— start —

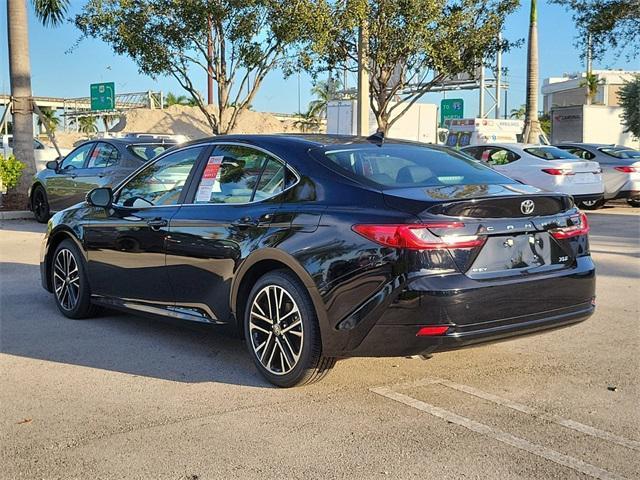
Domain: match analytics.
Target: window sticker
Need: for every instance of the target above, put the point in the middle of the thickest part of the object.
(209, 182)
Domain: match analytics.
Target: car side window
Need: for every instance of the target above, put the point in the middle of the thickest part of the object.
(232, 174)
(161, 182)
(76, 158)
(104, 155)
(501, 156)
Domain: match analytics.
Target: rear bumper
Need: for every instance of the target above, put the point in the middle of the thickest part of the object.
(479, 311)
(588, 197)
(635, 194)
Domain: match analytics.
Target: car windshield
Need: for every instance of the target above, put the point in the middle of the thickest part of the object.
(551, 153)
(412, 166)
(148, 151)
(621, 152)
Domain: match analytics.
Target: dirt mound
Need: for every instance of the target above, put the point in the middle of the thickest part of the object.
(190, 121)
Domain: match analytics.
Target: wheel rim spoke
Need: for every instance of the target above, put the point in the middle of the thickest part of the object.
(66, 279)
(276, 330)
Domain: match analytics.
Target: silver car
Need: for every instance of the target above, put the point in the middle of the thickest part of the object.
(95, 163)
(620, 169)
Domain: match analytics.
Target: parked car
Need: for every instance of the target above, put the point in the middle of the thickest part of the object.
(94, 163)
(545, 167)
(41, 152)
(323, 247)
(620, 168)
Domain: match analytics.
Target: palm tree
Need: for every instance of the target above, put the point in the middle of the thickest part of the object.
(518, 113)
(50, 117)
(591, 82)
(324, 91)
(532, 130)
(49, 12)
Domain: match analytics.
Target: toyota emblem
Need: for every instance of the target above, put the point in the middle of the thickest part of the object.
(527, 207)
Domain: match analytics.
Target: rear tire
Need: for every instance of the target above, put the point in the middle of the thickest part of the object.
(592, 204)
(282, 332)
(40, 205)
(69, 281)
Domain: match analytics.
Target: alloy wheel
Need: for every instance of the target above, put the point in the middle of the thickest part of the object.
(276, 330)
(66, 279)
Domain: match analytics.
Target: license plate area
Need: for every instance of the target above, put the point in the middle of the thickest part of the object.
(519, 254)
(584, 178)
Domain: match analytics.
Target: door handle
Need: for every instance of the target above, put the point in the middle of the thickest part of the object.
(157, 223)
(245, 222)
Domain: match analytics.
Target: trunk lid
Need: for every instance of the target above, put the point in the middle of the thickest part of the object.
(513, 219)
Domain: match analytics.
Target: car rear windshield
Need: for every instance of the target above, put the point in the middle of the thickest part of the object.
(551, 153)
(148, 151)
(396, 165)
(621, 152)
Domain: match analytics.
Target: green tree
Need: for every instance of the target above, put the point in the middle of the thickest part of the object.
(170, 37)
(591, 83)
(324, 91)
(308, 122)
(612, 24)
(50, 117)
(532, 129)
(49, 12)
(412, 45)
(629, 96)
(172, 99)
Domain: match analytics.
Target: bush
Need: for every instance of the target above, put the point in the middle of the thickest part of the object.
(10, 171)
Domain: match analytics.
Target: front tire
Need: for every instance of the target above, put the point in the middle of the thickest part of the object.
(40, 205)
(282, 332)
(69, 281)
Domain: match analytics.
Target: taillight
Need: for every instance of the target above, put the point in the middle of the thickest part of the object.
(627, 169)
(419, 236)
(557, 171)
(579, 228)
(432, 330)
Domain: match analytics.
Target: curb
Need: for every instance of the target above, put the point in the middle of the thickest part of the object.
(16, 215)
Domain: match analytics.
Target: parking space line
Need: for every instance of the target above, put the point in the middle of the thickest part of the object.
(580, 427)
(499, 435)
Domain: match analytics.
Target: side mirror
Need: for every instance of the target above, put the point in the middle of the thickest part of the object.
(100, 197)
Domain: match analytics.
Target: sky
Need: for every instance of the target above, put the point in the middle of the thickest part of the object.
(58, 70)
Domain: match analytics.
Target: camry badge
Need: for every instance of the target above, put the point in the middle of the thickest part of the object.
(527, 207)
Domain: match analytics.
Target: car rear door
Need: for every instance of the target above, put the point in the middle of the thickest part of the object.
(62, 190)
(230, 207)
(98, 169)
(126, 243)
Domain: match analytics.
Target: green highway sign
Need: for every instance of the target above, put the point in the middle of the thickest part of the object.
(103, 96)
(451, 108)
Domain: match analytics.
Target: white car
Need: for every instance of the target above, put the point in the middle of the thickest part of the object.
(545, 167)
(42, 153)
(620, 168)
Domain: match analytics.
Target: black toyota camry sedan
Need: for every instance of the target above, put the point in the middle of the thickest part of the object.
(323, 247)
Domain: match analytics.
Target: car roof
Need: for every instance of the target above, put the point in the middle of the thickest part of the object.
(301, 139)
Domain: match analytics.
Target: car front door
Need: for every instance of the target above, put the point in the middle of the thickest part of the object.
(126, 243)
(233, 203)
(61, 186)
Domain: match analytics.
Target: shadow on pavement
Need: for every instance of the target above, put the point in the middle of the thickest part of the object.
(31, 326)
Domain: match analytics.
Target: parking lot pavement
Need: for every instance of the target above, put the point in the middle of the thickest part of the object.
(121, 396)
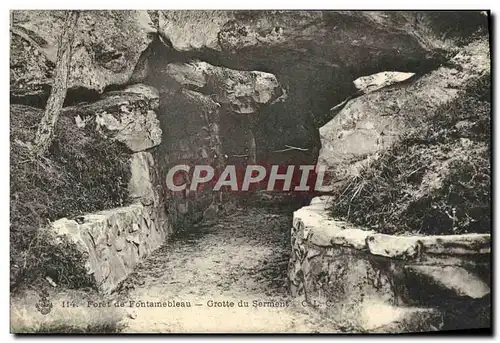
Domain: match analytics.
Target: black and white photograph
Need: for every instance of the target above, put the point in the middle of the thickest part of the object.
(250, 171)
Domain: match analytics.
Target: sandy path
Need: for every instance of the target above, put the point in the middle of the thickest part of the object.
(239, 258)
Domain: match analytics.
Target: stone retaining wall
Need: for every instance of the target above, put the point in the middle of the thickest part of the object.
(382, 283)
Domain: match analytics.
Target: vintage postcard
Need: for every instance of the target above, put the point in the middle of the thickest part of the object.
(257, 171)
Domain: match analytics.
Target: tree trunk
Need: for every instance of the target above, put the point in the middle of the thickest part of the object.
(46, 128)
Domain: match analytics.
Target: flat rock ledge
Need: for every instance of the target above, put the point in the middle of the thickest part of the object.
(374, 282)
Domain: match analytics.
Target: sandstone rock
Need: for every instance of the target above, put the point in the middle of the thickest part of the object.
(107, 47)
(112, 251)
(394, 246)
(371, 83)
(453, 278)
(140, 185)
(371, 123)
(244, 91)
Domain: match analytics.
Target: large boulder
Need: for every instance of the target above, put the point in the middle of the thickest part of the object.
(107, 47)
(318, 36)
(373, 122)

— end —

Locate every line in the rows above that contains the word "side" and copy each such line in full.

▶ [Result of the exercise]:
Target: car side window
Target: side mirror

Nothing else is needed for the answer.